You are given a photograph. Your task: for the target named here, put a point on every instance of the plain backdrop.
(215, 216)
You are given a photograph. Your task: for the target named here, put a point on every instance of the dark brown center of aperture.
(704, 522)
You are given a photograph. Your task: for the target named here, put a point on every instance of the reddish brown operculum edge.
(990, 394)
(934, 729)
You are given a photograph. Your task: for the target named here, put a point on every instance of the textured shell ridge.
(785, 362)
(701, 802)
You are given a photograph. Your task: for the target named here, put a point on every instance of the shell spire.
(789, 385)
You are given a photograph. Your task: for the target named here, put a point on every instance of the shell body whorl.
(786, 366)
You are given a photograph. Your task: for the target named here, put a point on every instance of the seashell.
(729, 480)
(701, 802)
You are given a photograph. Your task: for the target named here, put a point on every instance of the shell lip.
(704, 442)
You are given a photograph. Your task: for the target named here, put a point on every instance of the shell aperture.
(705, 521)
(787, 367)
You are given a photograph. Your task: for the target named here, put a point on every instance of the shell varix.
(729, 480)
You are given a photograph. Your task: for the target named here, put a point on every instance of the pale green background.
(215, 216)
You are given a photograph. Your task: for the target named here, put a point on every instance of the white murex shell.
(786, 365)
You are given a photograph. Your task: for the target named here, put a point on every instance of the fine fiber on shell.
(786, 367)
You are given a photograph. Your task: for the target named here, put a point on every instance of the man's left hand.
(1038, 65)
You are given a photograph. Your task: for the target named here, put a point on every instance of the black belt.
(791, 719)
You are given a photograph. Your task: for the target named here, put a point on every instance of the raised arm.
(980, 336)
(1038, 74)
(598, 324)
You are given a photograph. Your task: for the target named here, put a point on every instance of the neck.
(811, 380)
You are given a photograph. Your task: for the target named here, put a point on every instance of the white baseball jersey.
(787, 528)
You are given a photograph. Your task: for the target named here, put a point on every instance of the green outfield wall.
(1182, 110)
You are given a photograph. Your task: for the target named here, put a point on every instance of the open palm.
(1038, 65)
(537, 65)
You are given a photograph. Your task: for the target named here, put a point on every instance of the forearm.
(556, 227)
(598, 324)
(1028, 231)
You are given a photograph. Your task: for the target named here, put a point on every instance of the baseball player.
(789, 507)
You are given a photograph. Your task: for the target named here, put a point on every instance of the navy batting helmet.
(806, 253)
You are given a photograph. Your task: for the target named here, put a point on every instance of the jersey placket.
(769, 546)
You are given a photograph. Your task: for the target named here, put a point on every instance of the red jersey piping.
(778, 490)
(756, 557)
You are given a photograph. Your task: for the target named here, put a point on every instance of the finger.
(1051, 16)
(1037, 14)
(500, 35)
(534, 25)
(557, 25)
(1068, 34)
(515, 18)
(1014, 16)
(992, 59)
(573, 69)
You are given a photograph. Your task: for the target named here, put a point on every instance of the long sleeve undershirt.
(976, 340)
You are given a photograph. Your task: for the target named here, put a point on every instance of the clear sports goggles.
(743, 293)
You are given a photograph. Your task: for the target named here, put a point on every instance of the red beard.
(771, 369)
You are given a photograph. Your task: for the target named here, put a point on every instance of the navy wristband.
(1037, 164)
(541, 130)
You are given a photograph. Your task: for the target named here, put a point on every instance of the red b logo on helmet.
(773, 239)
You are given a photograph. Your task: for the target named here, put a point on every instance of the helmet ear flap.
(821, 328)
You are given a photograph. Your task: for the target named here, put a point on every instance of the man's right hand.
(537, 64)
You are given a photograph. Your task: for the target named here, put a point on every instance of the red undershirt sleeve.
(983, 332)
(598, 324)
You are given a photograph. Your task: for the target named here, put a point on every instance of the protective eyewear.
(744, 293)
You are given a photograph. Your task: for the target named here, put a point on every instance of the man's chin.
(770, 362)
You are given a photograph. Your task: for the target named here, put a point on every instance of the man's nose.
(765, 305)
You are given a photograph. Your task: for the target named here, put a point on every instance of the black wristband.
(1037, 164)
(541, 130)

What needs to be done: None of the records may be left out; each is to be restated exactly.

Written solution:
You are given a photograph. Your task: for the target named here, put a point on every instance of the plain backdrop.
(215, 216)
You are given a photograph. Your task: for the target named here, put a point on every instance of the dark brown center of aperture.
(704, 522)
You are given a photograph. Your task: for the target named here, put a point on every instance of the reddish brown operculum edge.
(990, 394)
(934, 729)
You are given a photograph. Your task: for the target named here, put a point on every instance of the textured shell ridge.
(785, 362)
(701, 802)
You are given a photograph. Your task: for the target named here, put a point on every instance of the shell spire.
(789, 385)
You are given a photograph. Your task: for the target named here, put a point on every instance of the shell body whorl.
(786, 366)
You are given a photograph. Your task: for the target named here, put a point on every instance of the seashell.
(729, 480)
(701, 802)
You are given a photograph. Your task: for the target named here, put a point on every instance of the shell lip.
(704, 442)
You are given a photograph. Your task: for the target named here, put a point on every instance of the shell aperture.
(705, 521)
(787, 367)
You are given a photograph. Your task: for the target named here, put a point on every instance of the shell varix.
(729, 480)
You are given a photograph. Your task: for the target named here, put a point on every instance of the pale green background.
(215, 216)
You are given a photograph. Your task: for the target named here, put a point on every instance of the white murex shell.
(786, 365)
You are given a photograph. Your task: for the target named here, put a point on every instance of the fine fiber on shell.
(786, 367)
You are given a photograph. Your task: for the target named here, put a point on every instance of the man's left hand.
(1038, 65)
You are given a photograph. Your task: for the target named here, put a point on every instance of the black belt.
(791, 719)
You are given a photograph. Your task: for the target named here, put a point on every instance of the raised arm.
(980, 336)
(1038, 74)
(598, 324)
You are given a photograph. Your task: for the target named here, put a point on every instance of the neck.
(811, 380)
You are given a photograph. Your task: for the target named here, put a point on every instance of the white baseball jersey.
(787, 528)
You are given a photograph. Your task: for the target named here, put a point on every instance of the green outfield wall.
(1182, 110)
You are given a photograph. Your task: for the target named here, put a point on every instance of the open palm.
(1038, 65)
(537, 65)
You are given a photograph. Your task: for the target named here, put a point on every instance of the forearm.
(556, 227)
(598, 324)
(1028, 231)
You are given a photograph. Your task: for the target named here, put a point on every instance of the baseball player.
(789, 507)
You are given a photograph. Your task: for the target named here, put a point on every instance of the navy batting helmet.
(806, 253)
You are given a photograph. Your task: for the target named here, put a point on every instance of the jersey placket.
(769, 546)
You are given a photograph. Your task: for the target named here, put a point on every instance of the red jersey piping.
(778, 490)
(756, 557)
You are given a photograph. Your task: for the target named here, put a point on every instance of the finger.
(1051, 16)
(1037, 14)
(500, 35)
(534, 25)
(557, 25)
(1068, 34)
(515, 18)
(1014, 16)
(992, 59)
(573, 69)
You are given a photograph. Your task: for the target named here, put a point on every instance of the long sleeve undershirt.
(976, 340)
You are given a photograph. Your task: for the target named here, put a point on every instance of the clear sports goggles.
(743, 293)
You are given a photograph. Your task: for the target named here, put a point on every instance of the red beard.
(771, 369)
You are given a photograph. Your task: for the target named here, put a point on every instance of the navy wristband.
(1037, 164)
(541, 130)
You are given a photograph. Your task: for the target named here, put a point on every instance of the red b logo on helmet.
(773, 239)
You are given a photograph. Your task: for the target named here, put a point on every instance of the helmet ear flap.
(821, 328)
You are given a photograph. Your task: for the target named here, put a point on every instance of the man's right hand.
(537, 64)
You are given a photograph. Your task: for the target named here, put a point on every instance of the red undershirt sleeve.
(983, 332)
(598, 324)
You are given a photograph. Your task: for the target named here, put a point on every instance of the protective eyewear.
(744, 293)
You are given a photograph. Your task: for the target named here, put a point on every instance of the man's chin.
(770, 362)
You are given a photograph. Your task: for the target named here, put a point on every instance of the man's nose.
(765, 305)
You are given a photograph. Your task: for the target named here, put a point on every instance of the black wristband.
(1037, 164)
(541, 130)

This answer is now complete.